== Exercise ==
Return these lines verbatim, with nothing changed.

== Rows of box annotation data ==

·····

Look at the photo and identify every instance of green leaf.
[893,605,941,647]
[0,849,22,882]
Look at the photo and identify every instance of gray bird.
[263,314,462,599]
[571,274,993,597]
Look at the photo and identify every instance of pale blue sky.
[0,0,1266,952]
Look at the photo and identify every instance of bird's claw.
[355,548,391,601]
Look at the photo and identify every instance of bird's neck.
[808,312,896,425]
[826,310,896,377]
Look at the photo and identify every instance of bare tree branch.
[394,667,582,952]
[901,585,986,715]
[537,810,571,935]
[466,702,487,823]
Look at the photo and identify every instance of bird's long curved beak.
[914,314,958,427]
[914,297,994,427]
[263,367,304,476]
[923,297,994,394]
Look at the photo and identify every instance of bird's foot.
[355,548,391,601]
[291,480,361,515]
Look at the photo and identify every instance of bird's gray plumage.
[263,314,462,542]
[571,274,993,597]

·····

== Complete output ==
Look at the photo and identify every instance of green leaf.
[893,605,941,647]
[0,849,22,882]
Look at the photo and identify every instance of gray bird.
[263,314,462,599]
[571,274,993,597]
Look at the photo and identify every instance of pale blue sky.
[0,0,1266,952]
Look at the photo and identify every instance of bird's claw.
[355,548,391,601]
Look at the photo and identify every instance of bird's neck.
[808,312,896,425]
[826,310,896,377]
Look at the photo and identify every instance of bare tree branch.
[394,667,582,952]
[901,585,986,715]
[537,810,571,935]
[466,702,487,823]
Look at the photo and identify every instance of bird's long curved beak.
[914,314,958,427]
[914,297,994,427]
[263,367,304,476]
[923,297,994,394]
Look at the photo and identify every instance of bird's foot.
[355,548,391,601]
[291,480,361,515]
Look at the photo and identify every instance of bird's gray plumage.
[263,314,462,542]
[571,274,993,597]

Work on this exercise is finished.